EXCERPT:
Our wholly owned subsidiaries conduct substantially all of their business and
incur substantially all of their costs in Swiss francs. The foreign
exchange loss is due to adverse currency exchange rate conditions between the
Swiss franc and the U.S. dollar, which is the company’s reporting
currency. See Note 4 to the accompanying unaudited financial
statements.
Net
Income (Loss) from Discontinued Operations, net of tax
We sold
the Solar Plant, which was housed on the roof of our manufacturing facility, in
June 2008. For the three months ended March 31, 2008, sales of electricity
generated by the Solar Plant resulted in revenue of $83,138. For the
three months ended March 31, 2009, revenue totaled $0 due to the sale of the
Solar Plant. There were no expenses for the presented period.
Liquidity
and Capital Resources
Our
principal cash requirements are for operating expenses, including consulting,
accounting and legal costs, staff costs, and accounts payable.
As of
March 31, 2009, we had negative working capital of $9,816,418 compared with a
negative working capital of $8,923,795 as of December 31, 2008, and our cash and
cash equivalents decreased to $404,707 as of March 31, 2009 compared to $765,694
as of December 31, 2008. This increase in negative working capital is partially
the result of decreased billings in excess of cost and estimated earnings over
the comparable periods and use of available funds to finance our new
manufacturing facility.
As of
March 31, 2009, we had accounts payable of $727,053 compared to $526,168
as of December 31,
2008. This increase is the result of amounts owed to creditors for construction
costs relating to our manufacturing facility.
At March
31, 2009, we had short-term debt in the amount of $4,382,097 compared to
$4,769,635 as of December 31, 2008.
We
believe that our negative working capital situation is temporary, as we expect
in the near term to restructure our capital financing arrangements into longer
term loans with more favorable terms.
We
currently have several loans outstanding with ScanE. On November 3, 2003, SES
Switzerland received a loan from the Geneva (Switzerland) State Department of
Energy (“ScanE”) of up to CHF1,000,000 ($870,337). The loan bears interest at a
rate of 4%. SES Switzerland used CHF969,470 ($843,769) of this loan as of March
31, 2009, and CHF969,470 ($918,389) as of December 31, 2008. This loan matures
March 31, 2010. Pursuant to the Canton Geneva Escrow Agreement dated September
15, 2006, Christiane Erne, Jean-Christophe Hadorn and Claudia Rey personally
pledged 10,000,000 of their issued SES USA common shares as a guarantee for the
original loan entered into on November 6, 2003. These shares now serve as a
guarantee for the renewed loan dated May 19, 2008. The Company does not
currently have any plans to repay the loan before its March 31, 2010 maturity
date.

PROBLEM 1:
Return the passage of the financial report excerpt from "Our wholly owned" to "the presented period.", copied word for word.
PROBLEM 2:
Answer these questions using the financial report excerpt:
(a) In what month and year was the Solar Plant sold?
(b) What interest rate does the loan from ScanE bear?
(c) What were the accounts payable as of March 31, 2009?
PROBLEM 3:
Extend the financial report excerpt by writing what comes after its final sentence.

(Stored items)
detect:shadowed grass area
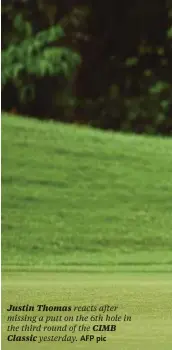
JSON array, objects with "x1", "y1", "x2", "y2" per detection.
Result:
[{"x1": 2, "y1": 114, "x2": 172, "y2": 271}]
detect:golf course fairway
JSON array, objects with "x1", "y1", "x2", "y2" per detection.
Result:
[{"x1": 2, "y1": 114, "x2": 172, "y2": 350}]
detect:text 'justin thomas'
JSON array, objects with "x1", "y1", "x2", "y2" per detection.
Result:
[{"x1": 7, "y1": 304, "x2": 72, "y2": 311}]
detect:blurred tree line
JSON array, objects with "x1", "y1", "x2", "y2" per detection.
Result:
[{"x1": 1, "y1": 0, "x2": 172, "y2": 135}]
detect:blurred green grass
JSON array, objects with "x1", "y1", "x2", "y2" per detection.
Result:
[{"x1": 2, "y1": 114, "x2": 172, "y2": 271}]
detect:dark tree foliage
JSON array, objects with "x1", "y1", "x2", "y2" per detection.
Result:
[{"x1": 2, "y1": 0, "x2": 172, "y2": 135}]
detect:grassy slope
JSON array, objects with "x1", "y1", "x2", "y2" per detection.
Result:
[{"x1": 2, "y1": 115, "x2": 172, "y2": 269}]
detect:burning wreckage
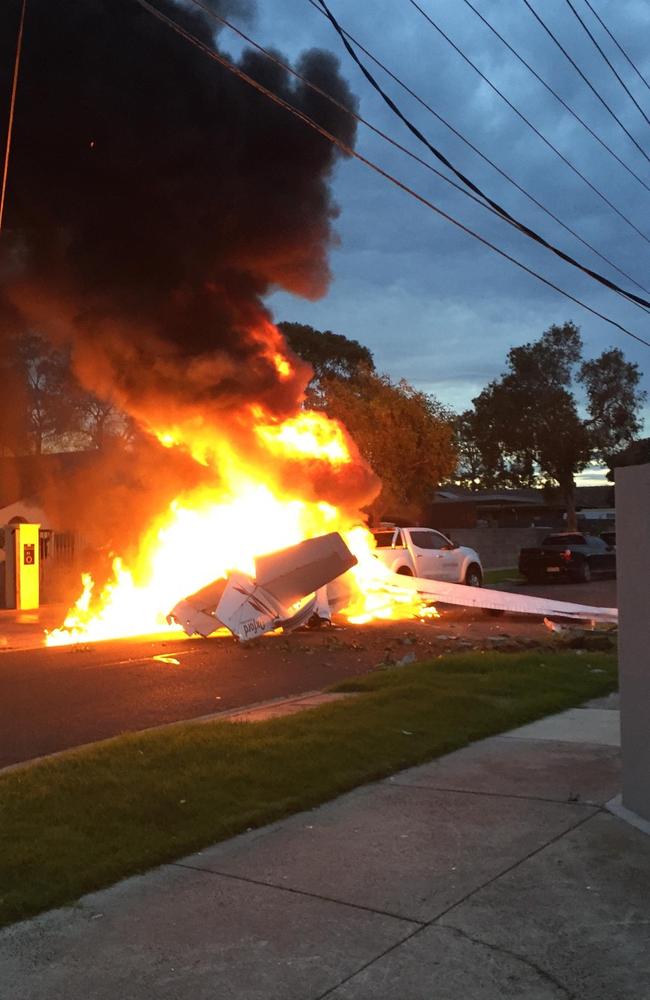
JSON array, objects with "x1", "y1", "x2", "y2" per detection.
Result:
[
  {"x1": 0, "y1": 0, "x2": 616, "y2": 645},
  {"x1": 168, "y1": 532, "x2": 617, "y2": 642}
]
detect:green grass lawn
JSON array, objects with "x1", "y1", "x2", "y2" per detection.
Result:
[
  {"x1": 483, "y1": 566, "x2": 524, "y2": 583},
  {"x1": 0, "y1": 651, "x2": 616, "y2": 924}
]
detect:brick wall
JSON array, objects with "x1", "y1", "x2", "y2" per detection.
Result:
[{"x1": 440, "y1": 528, "x2": 549, "y2": 569}]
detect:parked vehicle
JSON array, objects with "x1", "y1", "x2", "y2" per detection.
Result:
[
  {"x1": 519, "y1": 531, "x2": 616, "y2": 583},
  {"x1": 373, "y1": 527, "x2": 483, "y2": 587}
]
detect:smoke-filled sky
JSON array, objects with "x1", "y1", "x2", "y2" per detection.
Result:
[
  {"x1": 5, "y1": 0, "x2": 650, "y2": 486},
  {"x1": 244, "y1": 0, "x2": 650, "y2": 462}
]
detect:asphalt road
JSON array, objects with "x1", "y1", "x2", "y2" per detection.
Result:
[{"x1": 0, "y1": 580, "x2": 616, "y2": 767}]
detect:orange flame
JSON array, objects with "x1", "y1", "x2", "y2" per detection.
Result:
[{"x1": 46, "y1": 328, "x2": 430, "y2": 646}]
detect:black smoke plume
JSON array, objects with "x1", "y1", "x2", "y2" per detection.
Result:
[
  {"x1": 0, "y1": 0, "x2": 354, "y2": 421},
  {"x1": 0, "y1": 0, "x2": 374, "y2": 564}
]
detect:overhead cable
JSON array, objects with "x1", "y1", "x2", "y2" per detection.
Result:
[
  {"x1": 566, "y1": 0, "x2": 650, "y2": 125},
  {"x1": 134, "y1": 0, "x2": 650, "y2": 347},
  {"x1": 304, "y1": 0, "x2": 650, "y2": 294},
  {"x1": 408, "y1": 0, "x2": 650, "y2": 243},
  {"x1": 318, "y1": 0, "x2": 650, "y2": 309},
  {"x1": 523, "y1": 0, "x2": 650, "y2": 163},
  {"x1": 458, "y1": 0, "x2": 650, "y2": 192},
  {"x1": 585, "y1": 0, "x2": 650, "y2": 96},
  {"x1": 190, "y1": 0, "x2": 650, "y2": 309}
]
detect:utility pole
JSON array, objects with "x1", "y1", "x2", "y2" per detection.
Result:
[{"x1": 0, "y1": 0, "x2": 27, "y2": 232}]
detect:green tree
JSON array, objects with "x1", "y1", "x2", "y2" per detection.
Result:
[
  {"x1": 15, "y1": 333, "x2": 77, "y2": 455},
  {"x1": 321, "y1": 370, "x2": 456, "y2": 518},
  {"x1": 278, "y1": 322, "x2": 375, "y2": 402},
  {"x1": 465, "y1": 322, "x2": 645, "y2": 528}
]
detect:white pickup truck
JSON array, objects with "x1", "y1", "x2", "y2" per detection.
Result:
[{"x1": 373, "y1": 527, "x2": 483, "y2": 587}]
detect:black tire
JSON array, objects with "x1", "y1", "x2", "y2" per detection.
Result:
[{"x1": 571, "y1": 559, "x2": 592, "y2": 583}]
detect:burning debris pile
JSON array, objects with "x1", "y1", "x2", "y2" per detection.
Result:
[
  {"x1": 0, "y1": 0, "x2": 616, "y2": 644},
  {"x1": 0, "y1": 0, "x2": 438, "y2": 643}
]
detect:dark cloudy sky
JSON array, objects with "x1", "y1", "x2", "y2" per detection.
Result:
[{"x1": 221, "y1": 0, "x2": 650, "y2": 478}]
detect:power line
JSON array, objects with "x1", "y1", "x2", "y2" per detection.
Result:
[
  {"x1": 566, "y1": 0, "x2": 650, "y2": 125},
  {"x1": 458, "y1": 0, "x2": 650, "y2": 191},
  {"x1": 523, "y1": 0, "x2": 650, "y2": 163},
  {"x1": 0, "y1": 0, "x2": 27, "y2": 231},
  {"x1": 304, "y1": 0, "x2": 650, "y2": 294},
  {"x1": 408, "y1": 0, "x2": 650, "y2": 243},
  {"x1": 312, "y1": 0, "x2": 650, "y2": 308},
  {"x1": 128, "y1": 0, "x2": 650, "y2": 347},
  {"x1": 585, "y1": 0, "x2": 650, "y2": 90}
]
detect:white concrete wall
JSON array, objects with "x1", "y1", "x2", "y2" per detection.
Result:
[{"x1": 616, "y1": 465, "x2": 650, "y2": 821}]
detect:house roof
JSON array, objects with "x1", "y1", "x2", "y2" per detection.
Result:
[
  {"x1": 435, "y1": 486, "x2": 614, "y2": 508},
  {"x1": 0, "y1": 451, "x2": 97, "y2": 508}
]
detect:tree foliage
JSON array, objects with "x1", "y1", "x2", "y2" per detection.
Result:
[
  {"x1": 278, "y1": 322, "x2": 375, "y2": 392},
  {"x1": 278, "y1": 323, "x2": 456, "y2": 518},
  {"x1": 322, "y1": 371, "x2": 456, "y2": 518},
  {"x1": 0, "y1": 332, "x2": 126, "y2": 455},
  {"x1": 459, "y1": 322, "x2": 646, "y2": 526}
]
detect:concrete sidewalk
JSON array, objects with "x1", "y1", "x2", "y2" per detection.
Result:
[{"x1": 0, "y1": 699, "x2": 650, "y2": 1000}]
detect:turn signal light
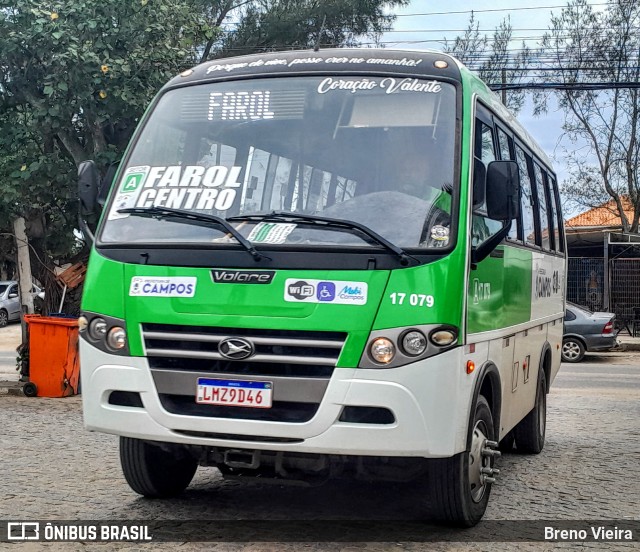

WRITTEN REPLY 1:
Our wholly owned subsidiaries conduct substantially all of their business and
incur substantially all of their costs in Swiss francs. The foreign
exchange loss is due to adverse currency exchange rate conditions between the
Swiss franc and the U.S. dollar, which is the company’s reporting
currency. See Note 4 to the accompanying unaudited financial
statements.
Net
Income (Loss) from Discontinued Operations, net of tax
We sold
the Solar Plant, which was housed on the roof of our manufacturing facility, in
June 2008. For the three months ended March 31, 2008, sales of electricity
generated by the Solar Plant resulted in revenue of $83,138. For the
three months ended March 31, 2009, revenue totaled $0 due to the sale of the
Solar Plant. There were no expenses for the presented period.

WRITTEN REPLY 2:
(a) June 2008
(b) 4%
(c) $727,053

WRITTEN REPLY 3:
On
January 21, 2004, ScanE granted us a credit facility of CHF1million ($870,337)
to finance the construction of our new manufacturing facility. Release of these
loan proceeds was contingent upon us satisfying certain conditions, which were
satisfied as of November 13, 2007. As of January 8, 2008, we had utilized the
full amount of this loan, which has a fixed annual interest rate of 4%. The loan
has a duration of 20 years and is secured by a mortgage certificate
of CHF1,000,000 ($870,337) on the manufacturing facility. The loan is paid in
20-equal annual installments of CHF73,581 (approximately $64,040) which include
principal and interest. The first installment was paid in December 2008 thus
reducing the principal to $841,112.
On
October 27, 2008, we signed a six month credit facility for CHF5,000,000
($4,351,700) with ScanE to finance improvements on the manufacturing facility.
The loan is secured by a 4
th
rank mortgage on the
building. As of March 31, 2009, the full amount of the loan was used to finance
construction. The loan bears interest at of 4%. Although the loan
matured on April 27, 2009, we filed a formal request with ScanE on May 7, 2009
to renew the loan for a period of 12 months on the same terms and conditions. We
expect to receive written confirmation within the next several
weeks. The loan will be reimbursed upon completion of construction
and consolidation of all outstanding construction loans with one financial
institution.
SES
Switzerland also has a Construction Credit Agreement with Banque Cantonale de
Genève (BCGE) dated December 20, 2006 in the amount of CHF4.8 million
($4,177,618), which is used to finance construction of our new manufacturing
facility. The loan was amended on November 13, 2007 and increased from CHF4.8
million to CHF8.5 million ($7,397,866). The amended agreement must be drawn down
no later than the date of completion of construction on the new manufacturing
facility planned during the first half of 2009. We used CHF6,902,550
($6,007,566) of the loan as of March 31, 2009 and CHF5,423,310 ($5,137,555) as
of December 31, 2008. The loan bears interest at a rate of 3.75% and is secured
by a second lien exclusive mortgage certificate of CHF9,000,000 ($7,833,035) on
the manufacturing facility.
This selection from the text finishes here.